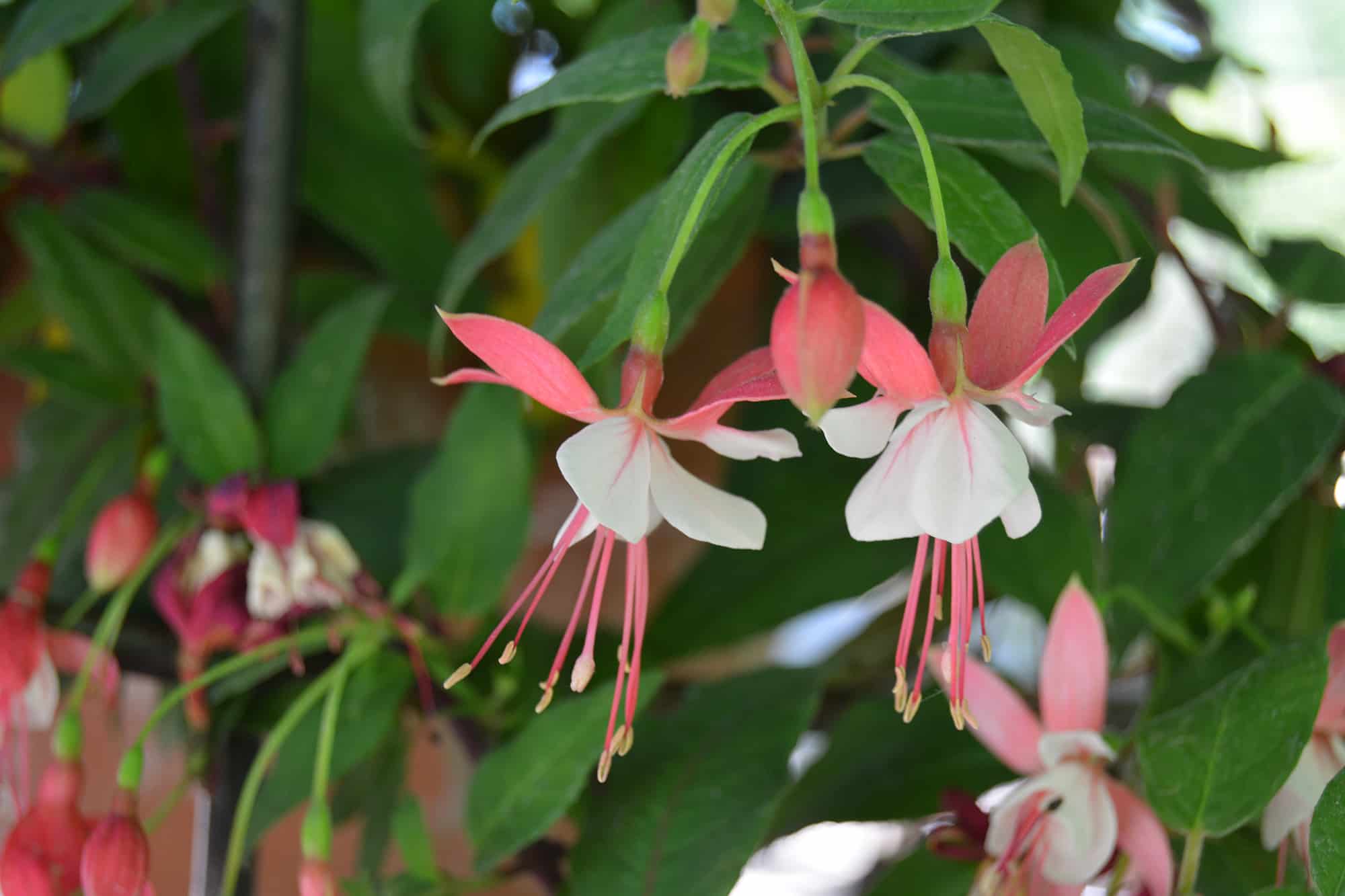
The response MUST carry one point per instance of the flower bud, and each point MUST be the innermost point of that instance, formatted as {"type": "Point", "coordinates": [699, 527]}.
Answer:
{"type": "Point", "coordinates": [716, 13]}
{"type": "Point", "coordinates": [116, 857]}
{"type": "Point", "coordinates": [120, 538]}
{"type": "Point", "coordinates": [817, 337]}
{"type": "Point", "coordinates": [685, 63]}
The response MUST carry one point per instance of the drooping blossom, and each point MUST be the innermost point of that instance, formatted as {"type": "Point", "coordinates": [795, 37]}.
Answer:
{"type": "Point", "coordinates": [952, 466]}
{"type": "Point", "coordinates": [1059, 829]}
{"type": "Point", "coordinates": [627, 483]}
{"type": "Point", "coordinates": [30, 655]}
{"type": "Point", "coordinates": [1289, 813]}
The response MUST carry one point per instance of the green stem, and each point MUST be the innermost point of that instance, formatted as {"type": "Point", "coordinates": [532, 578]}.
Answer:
{"type": "Point", "coordinates": [808, 81]}
{"type": "Point", "coordinates": [110, 627]}
{"type": "Point", "coordinates": [703, 193]}
{"type": "Point", "coordinates": [275, 740]}
{"type": "Point", "coordinates": [328, 735]}
{"type": "Point", "coordinates": [941, 221]}
{"type": "Point", "coordinates": [301, 641]}
{"type": "Point", "coordinates": [1191, 862]}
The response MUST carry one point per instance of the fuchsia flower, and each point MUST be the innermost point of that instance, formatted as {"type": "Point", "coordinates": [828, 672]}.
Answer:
{"type": "Point", "coordinates": [952, 466]}
{"type": "Point", "coordinates": [30, 655]}
{"type": "Point", "coordinates": [1292, 809]}
{"type": "Point", "coordinates": [1061, 827]}
{"type": "Point", "coordinates": [627, 483]}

What the task requires:
Can you rewrite the lines starting at the one containing "The response MUST carry one point per instance of the fuchsia" and ending at the last line of the items, including the request, and shift every coordinate in the answers by -70?

Solution for this problem:
The response MUST carry one point per instance of the fuchsia flower, and each point MUST be the innermost point of that instance, formatted as {"type": "Point", "coordinates": [828, 672]}.
Answer:
{"type": "Point", "coordinates": [882, 396]}
{"type": "Point", "coordinates": [-40, 585]}
{"type": "Point", "coordinates": [1222, 739]}
{"type": "Point", "coordinates": [991, 757]}
{"type": "Point", "coordinates": [557, 413]}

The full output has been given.